### Source passage:
---*---

First hatching occurred about midday. The Missing mate is missing no more as the male and female combine to start the feeding process as the first chick is taking in food. Not sure but appears to be two hatched or in the process. And now we will be soon able to determine if they are all Song Sparrows or otherwise.

Video - Click on the picture in the right pane.  Stills are in the left margin. Just click on them for the full size.

 

 

 

 

 

June 17, 2006

Still only one hatchling as of a stormy darkness this evening. Not sure what goes here, but still hopeful as the female still stays on the nest most of the time with the male bringing in food for her, then she transferring some of it to the lone hatchling. The Male and Female look identical, and as far as the hatchling goes, cannot yet determine if Sparrow or Cowbird.

June 18, 2006

This is one of those ever so often years  when Father's day happens to also fall on my Wife's birthday. So happy Birthday Honey, and Happy Fathers day to all the other Fathers in the human world and so also to our Song Sparrow dad. In the Video for today, Dad can be seen tending to the one and only hatchling still even through this afternoon, with no sibling hatching taking place. Not sure what to think at this point. Is it normal, or will only one egg out of five hatch, and then what will that hatchling be. Still to be determined.

---*---

### Entries provided:
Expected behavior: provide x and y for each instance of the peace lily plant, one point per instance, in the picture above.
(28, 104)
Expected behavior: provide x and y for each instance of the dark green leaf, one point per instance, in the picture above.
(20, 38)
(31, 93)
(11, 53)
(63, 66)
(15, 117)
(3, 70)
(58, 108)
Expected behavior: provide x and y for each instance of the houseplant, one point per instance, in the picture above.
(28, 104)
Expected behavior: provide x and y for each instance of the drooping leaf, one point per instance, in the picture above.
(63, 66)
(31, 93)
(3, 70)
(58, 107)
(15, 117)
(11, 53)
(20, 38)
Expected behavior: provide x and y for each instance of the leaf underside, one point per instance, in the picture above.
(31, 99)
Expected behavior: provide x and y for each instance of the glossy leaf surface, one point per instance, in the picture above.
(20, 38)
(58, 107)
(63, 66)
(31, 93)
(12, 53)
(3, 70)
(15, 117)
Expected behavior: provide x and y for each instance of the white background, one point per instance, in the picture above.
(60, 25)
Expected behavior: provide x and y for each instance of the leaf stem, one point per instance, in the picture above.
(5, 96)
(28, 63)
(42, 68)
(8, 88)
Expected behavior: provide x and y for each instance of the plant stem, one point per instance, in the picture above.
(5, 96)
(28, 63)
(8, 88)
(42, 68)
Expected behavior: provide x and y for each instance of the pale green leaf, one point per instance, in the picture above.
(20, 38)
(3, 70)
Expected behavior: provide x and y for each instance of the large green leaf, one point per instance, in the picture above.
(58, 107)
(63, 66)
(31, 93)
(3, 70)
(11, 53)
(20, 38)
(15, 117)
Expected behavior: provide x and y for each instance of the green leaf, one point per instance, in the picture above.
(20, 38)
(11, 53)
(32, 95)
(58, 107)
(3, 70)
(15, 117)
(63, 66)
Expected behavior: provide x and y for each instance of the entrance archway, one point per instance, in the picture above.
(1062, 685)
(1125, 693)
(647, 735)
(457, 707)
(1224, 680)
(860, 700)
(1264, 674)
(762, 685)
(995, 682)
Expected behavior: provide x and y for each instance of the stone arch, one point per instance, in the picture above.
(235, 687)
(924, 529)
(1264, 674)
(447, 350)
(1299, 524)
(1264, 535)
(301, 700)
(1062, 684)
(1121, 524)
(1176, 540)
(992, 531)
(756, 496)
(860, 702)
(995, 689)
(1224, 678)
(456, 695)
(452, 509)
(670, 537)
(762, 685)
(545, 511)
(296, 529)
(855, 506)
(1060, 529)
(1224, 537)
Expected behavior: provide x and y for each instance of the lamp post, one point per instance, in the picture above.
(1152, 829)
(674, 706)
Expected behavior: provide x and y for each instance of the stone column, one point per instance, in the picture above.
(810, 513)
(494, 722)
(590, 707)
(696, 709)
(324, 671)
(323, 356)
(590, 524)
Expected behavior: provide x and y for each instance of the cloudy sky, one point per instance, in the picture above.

---*---

### Exercise requirements:
1. According to the nest journal, how many eggs are in the nest?
2. List every time of day mentioned in the nest journal.
3. From the nest journal, write out everything from "June 18, 2006" down to "to be determined.", swapping "hatchling" for "nestling".

### Solved problems:
1. Five.

2. Midday, evening, afternoon

3.
June 18, 2006

This is one of those ever so often years  when Father's day happens to also fall on my Wife's birthday. So happy Birthday Honey, and Happy Fathers day to all the other Fathers in the human world and so also to our Song Sparrow dad. In the Video for today, Dad can be seen tending to the one and only nestling still even through this afternoon, with no sibling hatching taking place. Not sure what to think at this point. Is it normal, or will only one egg out of five hatch, and then what will that nestling be. Still to be determined.